Start of Text

He generally excelled at everything he did.
He accomplished much during the course of his 60 year life. He was
an adventurer, a world-class sailor, a world-class competitive skier, an
aviator, an inventor and entrepreneur, a top design engineer (obtaining
a number of patents over the course of his career), a good father and
family man, was civic minded and contributed to the communities in which
he lived, and was an somewhat of an "environmentalist" before the
term became fashionable.
Kirt was born in 1916 in Mt.
Vernon, Washington but moved with his family as an infant to Seattle
where he spent substantially all of his childhood years.
There he took advantage of the numerous outdoor activities the Pacific
Northwest had to offer. He learned to race sailboats and in 1935
was chosen along with his sailing partner to represent Seattle in the
Star Class World Championship sailboat races in Newport Harbor, CA.

End of Text
Start of Data records

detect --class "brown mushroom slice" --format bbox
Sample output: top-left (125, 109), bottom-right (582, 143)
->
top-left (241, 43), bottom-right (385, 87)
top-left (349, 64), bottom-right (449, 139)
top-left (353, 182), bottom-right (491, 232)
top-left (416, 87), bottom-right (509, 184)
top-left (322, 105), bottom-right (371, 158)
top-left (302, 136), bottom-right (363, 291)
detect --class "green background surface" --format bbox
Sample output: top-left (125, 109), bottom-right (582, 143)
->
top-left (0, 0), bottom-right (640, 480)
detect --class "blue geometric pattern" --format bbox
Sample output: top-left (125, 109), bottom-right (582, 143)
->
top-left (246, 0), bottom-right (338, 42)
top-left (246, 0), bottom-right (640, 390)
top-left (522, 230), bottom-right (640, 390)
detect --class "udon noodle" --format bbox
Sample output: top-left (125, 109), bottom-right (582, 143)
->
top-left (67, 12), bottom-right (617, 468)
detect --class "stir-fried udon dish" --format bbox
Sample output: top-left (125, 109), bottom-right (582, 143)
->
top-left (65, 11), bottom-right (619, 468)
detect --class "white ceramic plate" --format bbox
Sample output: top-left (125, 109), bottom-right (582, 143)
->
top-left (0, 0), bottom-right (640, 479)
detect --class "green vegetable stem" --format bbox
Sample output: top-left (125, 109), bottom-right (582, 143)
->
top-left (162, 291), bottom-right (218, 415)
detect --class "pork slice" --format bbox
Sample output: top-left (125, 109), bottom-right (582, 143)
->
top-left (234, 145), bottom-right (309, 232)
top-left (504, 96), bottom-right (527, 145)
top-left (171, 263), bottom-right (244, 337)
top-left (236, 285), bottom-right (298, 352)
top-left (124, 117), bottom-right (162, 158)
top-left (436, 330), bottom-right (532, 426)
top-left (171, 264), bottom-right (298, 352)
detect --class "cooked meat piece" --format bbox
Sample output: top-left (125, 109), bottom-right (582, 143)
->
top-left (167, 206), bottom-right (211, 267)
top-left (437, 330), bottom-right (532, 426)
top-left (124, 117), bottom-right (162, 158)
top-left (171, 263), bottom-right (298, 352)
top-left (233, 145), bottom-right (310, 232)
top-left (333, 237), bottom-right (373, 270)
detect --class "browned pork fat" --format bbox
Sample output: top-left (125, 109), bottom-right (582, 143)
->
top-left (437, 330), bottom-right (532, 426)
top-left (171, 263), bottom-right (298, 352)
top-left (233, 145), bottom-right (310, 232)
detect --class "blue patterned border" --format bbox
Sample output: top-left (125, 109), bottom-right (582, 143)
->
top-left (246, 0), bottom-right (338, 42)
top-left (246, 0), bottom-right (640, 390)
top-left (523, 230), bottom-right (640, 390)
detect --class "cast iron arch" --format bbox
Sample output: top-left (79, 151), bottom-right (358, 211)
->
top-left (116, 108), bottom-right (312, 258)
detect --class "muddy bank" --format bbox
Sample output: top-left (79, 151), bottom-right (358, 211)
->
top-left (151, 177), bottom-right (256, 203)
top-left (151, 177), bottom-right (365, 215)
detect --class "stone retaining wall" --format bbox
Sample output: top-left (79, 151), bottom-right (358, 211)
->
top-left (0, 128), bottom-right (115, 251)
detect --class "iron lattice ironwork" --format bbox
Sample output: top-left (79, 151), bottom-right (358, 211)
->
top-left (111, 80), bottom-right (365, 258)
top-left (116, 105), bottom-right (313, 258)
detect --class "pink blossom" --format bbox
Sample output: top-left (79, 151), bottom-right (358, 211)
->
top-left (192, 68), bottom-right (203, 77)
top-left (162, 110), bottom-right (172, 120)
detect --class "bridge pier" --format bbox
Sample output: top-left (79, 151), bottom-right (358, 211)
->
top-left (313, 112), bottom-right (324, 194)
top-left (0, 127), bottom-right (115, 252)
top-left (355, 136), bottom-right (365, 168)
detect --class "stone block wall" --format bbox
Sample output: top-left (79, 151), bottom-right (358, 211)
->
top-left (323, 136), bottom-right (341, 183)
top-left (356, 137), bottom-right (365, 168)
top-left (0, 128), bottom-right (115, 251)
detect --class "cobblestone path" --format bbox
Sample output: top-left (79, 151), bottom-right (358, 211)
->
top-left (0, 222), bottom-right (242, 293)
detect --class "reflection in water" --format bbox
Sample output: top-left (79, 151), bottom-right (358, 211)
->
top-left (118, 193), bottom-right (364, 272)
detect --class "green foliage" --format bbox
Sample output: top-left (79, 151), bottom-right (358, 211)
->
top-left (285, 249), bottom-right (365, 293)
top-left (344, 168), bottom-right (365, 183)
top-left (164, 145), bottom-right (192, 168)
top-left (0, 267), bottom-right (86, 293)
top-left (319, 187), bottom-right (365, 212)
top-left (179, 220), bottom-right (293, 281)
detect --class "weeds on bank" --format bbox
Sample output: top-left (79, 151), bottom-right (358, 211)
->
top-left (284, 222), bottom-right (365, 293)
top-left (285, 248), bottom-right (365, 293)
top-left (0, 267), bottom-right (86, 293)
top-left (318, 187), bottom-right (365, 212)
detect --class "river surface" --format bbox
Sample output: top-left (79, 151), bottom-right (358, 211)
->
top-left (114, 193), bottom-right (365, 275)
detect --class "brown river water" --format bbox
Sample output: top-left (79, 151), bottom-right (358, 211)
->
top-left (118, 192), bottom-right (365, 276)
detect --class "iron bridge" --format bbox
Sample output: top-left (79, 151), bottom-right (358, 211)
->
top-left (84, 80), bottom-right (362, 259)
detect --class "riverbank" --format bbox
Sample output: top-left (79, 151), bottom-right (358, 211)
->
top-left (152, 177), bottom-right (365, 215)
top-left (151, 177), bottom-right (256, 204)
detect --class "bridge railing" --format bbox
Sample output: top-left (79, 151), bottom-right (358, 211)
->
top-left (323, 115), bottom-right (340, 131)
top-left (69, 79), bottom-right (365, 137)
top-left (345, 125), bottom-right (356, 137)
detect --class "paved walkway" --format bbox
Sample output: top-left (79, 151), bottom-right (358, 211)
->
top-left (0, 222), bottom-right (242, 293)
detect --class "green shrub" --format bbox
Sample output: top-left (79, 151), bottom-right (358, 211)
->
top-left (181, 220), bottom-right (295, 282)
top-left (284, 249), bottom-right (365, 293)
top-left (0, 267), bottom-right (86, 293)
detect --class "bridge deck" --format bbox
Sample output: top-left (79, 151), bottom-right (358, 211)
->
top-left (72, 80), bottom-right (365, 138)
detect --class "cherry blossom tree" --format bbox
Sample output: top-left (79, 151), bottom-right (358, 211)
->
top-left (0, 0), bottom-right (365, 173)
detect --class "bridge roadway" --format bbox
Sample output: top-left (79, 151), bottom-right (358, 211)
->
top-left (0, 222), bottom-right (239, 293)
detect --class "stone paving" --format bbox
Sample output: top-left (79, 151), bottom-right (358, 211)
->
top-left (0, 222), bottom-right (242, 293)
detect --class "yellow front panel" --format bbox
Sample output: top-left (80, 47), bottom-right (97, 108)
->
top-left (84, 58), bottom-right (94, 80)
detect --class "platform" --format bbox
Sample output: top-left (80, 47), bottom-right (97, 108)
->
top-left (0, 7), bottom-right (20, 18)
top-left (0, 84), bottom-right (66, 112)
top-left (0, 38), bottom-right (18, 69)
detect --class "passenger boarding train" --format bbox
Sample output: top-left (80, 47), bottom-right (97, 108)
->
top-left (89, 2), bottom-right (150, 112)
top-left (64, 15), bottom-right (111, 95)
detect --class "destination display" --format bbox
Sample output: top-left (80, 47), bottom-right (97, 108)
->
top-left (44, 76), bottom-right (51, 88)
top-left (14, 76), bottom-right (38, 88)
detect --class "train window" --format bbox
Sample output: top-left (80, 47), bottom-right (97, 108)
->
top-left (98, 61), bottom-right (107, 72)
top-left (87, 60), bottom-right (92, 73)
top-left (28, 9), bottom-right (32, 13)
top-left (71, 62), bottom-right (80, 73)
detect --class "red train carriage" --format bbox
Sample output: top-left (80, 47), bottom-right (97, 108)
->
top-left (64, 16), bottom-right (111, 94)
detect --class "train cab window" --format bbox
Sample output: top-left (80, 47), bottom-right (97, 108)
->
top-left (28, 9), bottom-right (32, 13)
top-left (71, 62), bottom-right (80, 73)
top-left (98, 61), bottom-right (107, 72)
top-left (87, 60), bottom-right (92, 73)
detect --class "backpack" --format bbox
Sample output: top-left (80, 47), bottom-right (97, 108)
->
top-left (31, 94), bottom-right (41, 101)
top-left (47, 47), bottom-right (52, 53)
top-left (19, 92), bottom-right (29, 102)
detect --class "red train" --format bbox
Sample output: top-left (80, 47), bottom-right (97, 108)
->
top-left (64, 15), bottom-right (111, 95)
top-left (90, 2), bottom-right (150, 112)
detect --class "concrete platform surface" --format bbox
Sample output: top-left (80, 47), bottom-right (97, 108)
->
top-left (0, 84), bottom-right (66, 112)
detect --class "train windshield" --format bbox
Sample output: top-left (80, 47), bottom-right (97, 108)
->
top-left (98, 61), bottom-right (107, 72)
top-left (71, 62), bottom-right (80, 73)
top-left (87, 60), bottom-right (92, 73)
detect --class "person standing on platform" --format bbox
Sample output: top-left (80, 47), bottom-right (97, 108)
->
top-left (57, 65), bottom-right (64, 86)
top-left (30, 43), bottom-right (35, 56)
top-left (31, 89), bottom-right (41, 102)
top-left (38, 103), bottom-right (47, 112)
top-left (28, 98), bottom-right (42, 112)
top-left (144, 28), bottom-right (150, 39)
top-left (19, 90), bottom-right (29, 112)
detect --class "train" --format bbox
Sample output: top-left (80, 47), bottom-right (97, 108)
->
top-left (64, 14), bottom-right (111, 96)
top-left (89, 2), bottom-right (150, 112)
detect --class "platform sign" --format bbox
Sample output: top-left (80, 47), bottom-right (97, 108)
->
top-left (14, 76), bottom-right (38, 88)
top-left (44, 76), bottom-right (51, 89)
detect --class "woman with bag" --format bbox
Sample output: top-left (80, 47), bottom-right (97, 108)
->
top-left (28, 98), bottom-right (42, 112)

End of Data records

Work to complete:
- A) In the text about Kirt, where and in what year was he born?
- B) Write out the stretch of the Kirt biography from "He generally excelled" through "term became fashionable.".
- C) Extend the account of Kirt's life from where it stops.

Responses to the tasks:
- A) In Mt. Vernon, Washington, in 1916.

- B)
He generally excelled at everything he did.
He accomplished much during the course of his 60 year life. He was
an adventurer, a world-class sailor, a world-class competitive skier, an
aviator, an inventor and entrepreneur, a top design engineer (obtaining
a number of patents over the course of his career), a good father and
family man, was civic minded and contributed to the communities in which
he lived, and was an somewhat of an "environmentalist" before the
term became fashionable.

- C)
While attending high school at the private Lakeside School in Seattle he
learned to ski in the Cascade Mountains and on nearby Mt. Rainier.
He
also tinkered with electronics and crystal radios in his attic
"radio-shack". In the fall of 1935 Kirt headed to
the northeast to
attend Yale University in New Haven, Connecticut where he became one of
the top collegiate competitive ski racers in the nation in the late
1930's. By the time he graduated from Yale in 1939 with a
degree in Electrical Engineering he had also earned a private pilots
license.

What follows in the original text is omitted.